Writing better loops

In [1]:
# moving calculations above a loop
import numpy as np

names = ['Absol', 'Aron', 'Jynx', 'Natu', 'Onyx']
attacks = np.array([130,70,50,50,45])

In [4]:
# for loop
for pokemon, attack in zip(names, attacks):
    total_attack_avg = attacks.mean()
    if attack > total_attack_avg:
        print(
            "{}'s attack: {} > average: {}!"
            .format(pokemon, attack, total_attack_avg)
        )

Absol's attack: 130 > average: 69.0!
Aron's attack: 70 > average: 69.0!


In [7]:
for pokemon, attack in zip(names, attacks):
    total_attack_avg = attacks.mean()
    if attack > total_attack_avg:
        print(
            "{}'s attack: {} > average: {}!"
            .format(pokemon, attack, total_attack_avg)
        )

Absol's attack: 130 > average: 69.0!
Aron's attack: 70 > average: 69.0!


In [None]:
# Calculate total average once (outside the loop)
names = ['Absol', 'Aron', 'Jynx', 'Natu', 'Onyx']
attacks = np.array([130,70,50,50,45])
total_attack_avg = attacks.mean()
────────
• Requirements:
1: List every name in the `names` list defined in the text on writing better loops.
2: In the text on writing better loops, what average attack value appears in the printed output?
3: Continue the text on writing better loops from its last line.

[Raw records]
────────
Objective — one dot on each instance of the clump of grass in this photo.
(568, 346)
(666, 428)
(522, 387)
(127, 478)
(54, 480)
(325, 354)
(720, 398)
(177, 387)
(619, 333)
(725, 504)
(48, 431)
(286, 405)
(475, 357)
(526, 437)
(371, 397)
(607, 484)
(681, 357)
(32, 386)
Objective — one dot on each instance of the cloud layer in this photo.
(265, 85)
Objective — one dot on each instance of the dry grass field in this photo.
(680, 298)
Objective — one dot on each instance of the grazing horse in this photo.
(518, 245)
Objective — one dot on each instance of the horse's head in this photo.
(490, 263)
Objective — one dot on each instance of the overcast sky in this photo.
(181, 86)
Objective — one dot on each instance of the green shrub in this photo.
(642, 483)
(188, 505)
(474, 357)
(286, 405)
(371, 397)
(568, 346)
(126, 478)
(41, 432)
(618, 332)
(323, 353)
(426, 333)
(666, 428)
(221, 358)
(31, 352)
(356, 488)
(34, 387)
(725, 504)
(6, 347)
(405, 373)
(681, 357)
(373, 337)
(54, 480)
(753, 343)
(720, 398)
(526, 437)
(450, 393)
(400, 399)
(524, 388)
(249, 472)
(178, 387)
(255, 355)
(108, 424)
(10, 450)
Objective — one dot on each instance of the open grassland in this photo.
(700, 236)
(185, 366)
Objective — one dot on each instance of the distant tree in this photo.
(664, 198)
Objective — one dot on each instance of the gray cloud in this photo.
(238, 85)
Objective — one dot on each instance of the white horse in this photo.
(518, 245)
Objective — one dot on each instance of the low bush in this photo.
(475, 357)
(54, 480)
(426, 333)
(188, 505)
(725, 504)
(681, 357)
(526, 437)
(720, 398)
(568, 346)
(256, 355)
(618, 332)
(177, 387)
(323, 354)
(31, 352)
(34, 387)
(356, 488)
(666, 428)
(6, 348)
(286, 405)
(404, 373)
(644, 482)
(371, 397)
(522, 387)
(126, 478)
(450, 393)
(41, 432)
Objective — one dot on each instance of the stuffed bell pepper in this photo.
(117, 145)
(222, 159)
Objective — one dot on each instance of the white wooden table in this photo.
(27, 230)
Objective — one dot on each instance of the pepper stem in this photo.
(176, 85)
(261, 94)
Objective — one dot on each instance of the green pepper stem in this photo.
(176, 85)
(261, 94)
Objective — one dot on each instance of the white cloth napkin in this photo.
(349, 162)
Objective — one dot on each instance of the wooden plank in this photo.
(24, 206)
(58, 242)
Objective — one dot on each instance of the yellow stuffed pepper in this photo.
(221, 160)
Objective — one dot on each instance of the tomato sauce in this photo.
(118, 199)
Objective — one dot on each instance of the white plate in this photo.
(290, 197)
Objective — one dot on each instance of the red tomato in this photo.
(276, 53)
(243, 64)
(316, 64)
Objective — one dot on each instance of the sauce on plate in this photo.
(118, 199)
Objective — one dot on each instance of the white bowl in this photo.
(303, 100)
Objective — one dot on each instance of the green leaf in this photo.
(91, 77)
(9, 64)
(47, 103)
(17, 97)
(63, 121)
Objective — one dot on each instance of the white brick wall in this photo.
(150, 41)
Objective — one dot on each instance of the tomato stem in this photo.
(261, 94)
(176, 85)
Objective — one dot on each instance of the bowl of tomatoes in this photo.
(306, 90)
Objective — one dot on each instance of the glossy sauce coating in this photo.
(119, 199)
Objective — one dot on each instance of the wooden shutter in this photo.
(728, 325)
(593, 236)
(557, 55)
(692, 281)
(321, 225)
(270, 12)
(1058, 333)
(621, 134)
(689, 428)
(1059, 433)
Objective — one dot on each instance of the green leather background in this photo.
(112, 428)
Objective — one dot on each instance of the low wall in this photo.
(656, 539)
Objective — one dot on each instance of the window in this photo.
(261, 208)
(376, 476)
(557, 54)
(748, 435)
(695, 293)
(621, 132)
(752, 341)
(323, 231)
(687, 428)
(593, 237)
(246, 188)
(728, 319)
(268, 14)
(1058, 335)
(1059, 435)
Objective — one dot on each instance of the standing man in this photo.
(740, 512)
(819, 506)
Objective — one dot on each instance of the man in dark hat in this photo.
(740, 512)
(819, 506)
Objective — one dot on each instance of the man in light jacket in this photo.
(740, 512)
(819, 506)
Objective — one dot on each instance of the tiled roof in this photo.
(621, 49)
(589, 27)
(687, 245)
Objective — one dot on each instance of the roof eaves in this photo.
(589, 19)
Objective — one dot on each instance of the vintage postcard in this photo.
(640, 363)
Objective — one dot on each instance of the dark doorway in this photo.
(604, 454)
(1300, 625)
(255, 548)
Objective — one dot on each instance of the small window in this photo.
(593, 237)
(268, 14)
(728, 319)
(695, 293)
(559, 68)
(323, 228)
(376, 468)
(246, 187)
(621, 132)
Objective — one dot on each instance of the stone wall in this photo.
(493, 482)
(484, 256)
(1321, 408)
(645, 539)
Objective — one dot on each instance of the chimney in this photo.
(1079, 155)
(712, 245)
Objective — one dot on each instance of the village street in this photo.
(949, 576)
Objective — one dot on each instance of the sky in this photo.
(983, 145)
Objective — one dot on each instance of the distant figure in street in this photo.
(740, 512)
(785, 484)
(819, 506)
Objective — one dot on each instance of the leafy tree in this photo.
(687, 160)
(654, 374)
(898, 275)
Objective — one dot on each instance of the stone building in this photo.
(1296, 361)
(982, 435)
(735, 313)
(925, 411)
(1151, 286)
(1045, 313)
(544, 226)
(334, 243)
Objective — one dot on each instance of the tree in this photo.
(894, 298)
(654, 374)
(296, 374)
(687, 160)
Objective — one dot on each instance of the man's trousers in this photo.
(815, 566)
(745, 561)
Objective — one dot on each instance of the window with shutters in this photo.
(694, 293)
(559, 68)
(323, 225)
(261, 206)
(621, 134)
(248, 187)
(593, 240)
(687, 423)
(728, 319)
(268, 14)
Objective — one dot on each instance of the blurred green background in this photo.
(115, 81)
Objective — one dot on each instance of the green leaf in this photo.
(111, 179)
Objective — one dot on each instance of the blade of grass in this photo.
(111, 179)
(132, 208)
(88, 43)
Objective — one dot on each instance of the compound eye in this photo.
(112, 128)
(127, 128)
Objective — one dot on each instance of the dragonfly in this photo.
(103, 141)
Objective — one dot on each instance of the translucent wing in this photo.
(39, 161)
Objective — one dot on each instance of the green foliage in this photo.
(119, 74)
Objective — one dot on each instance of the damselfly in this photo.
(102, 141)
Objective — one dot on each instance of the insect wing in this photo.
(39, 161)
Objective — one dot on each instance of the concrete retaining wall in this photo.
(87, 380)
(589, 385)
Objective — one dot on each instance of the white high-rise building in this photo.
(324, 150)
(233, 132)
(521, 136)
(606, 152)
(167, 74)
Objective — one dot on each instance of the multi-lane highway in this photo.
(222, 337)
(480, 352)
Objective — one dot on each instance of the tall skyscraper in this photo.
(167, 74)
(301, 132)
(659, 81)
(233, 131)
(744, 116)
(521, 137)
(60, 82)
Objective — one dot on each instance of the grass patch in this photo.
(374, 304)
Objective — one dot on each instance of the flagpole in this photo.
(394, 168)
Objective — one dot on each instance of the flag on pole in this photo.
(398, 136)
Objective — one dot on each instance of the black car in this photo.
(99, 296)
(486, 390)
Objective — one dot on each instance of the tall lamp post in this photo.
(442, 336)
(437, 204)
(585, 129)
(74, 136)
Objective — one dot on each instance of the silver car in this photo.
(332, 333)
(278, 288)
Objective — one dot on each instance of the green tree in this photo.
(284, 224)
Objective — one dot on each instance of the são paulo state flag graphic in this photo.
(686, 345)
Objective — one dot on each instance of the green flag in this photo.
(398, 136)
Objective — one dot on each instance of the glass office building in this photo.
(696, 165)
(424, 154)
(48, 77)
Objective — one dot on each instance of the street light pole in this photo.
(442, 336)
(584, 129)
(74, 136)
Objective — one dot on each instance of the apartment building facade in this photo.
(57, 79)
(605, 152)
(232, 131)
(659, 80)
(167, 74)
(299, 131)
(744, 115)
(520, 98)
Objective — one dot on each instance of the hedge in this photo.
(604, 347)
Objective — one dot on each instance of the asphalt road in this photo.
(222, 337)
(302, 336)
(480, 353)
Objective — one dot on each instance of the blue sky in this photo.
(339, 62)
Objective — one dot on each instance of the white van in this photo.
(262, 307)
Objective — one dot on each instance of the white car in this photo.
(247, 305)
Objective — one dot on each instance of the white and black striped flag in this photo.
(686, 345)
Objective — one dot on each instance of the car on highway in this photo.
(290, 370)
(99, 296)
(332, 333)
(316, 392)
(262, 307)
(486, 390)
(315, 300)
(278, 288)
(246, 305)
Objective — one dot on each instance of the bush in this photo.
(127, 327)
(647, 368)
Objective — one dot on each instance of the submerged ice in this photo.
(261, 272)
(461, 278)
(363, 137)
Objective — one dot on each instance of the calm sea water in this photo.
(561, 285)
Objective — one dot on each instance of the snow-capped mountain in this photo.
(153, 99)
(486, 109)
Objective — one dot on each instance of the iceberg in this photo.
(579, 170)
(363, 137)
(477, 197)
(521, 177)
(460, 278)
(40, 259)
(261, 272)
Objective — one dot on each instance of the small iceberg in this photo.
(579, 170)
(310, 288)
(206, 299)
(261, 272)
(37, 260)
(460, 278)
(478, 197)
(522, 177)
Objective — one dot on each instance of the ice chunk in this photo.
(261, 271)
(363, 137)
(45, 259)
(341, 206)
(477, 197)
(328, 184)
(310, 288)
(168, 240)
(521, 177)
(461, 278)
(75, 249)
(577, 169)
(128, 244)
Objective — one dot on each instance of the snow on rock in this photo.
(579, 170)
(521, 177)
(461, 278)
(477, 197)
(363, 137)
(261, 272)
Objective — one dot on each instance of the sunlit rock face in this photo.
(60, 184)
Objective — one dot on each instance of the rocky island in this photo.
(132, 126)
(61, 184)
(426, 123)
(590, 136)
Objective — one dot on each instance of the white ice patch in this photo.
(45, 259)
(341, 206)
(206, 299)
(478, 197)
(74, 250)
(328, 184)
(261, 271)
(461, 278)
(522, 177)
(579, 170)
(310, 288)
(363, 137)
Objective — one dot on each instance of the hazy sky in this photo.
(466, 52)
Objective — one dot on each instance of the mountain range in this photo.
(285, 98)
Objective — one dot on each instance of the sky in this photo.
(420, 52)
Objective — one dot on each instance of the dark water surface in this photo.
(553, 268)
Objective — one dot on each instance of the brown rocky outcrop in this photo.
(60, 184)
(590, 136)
────────
• Task-by-task outputs:
1: Absol, Aron, Jynx, Natu, Onyx

2: 69.0

3:
In [9]:
# This for loop format is much efficient than the previous one
for pokemon, attack in zip(names, attacks):
    if attack > total_attack_avg:
        print(
            "{}'s attack: {} > average: {}!"
            .format(pokemon, attack, total_attack_avg)
        )

Absol's attack: 130 > average: 69.0!
Aron's attack: 70 > average: 69.0!


In [None]:
# using holistic conversions
names = ['Pikachu', 'Squirtle', 'Articuno']
legend = [False, False, True]
generations = [1,1,1]

In [11]:
poke_data = []

for poke_tuple in zip(names, legend, generations):
    poke_list = list(poke_tuple)
    poke_data.append(poke_list)
print(poke_data)

[['Pikachu', False, 1], ['Squirtle', False, 1], ['Articuno', True, 1]]


In [None]:
# Holistic conversion makes easier and efficient
poke_data_tuples = []

for poke_tuple in zip(names, legend, generations):
    poke_data_tuples.append(poke_tuple)
poke_data = [*map(list, poke_data_tuples)]
print(poke_data)

[['Pikachu', False, 1], ['Squirtle', False, 1], ['Articuno', True, 1]]


Basic pandas optimizations

In [None]:
# Loop over the DataFrame and print each row
for row in data_frame.itertuples():
  print(row)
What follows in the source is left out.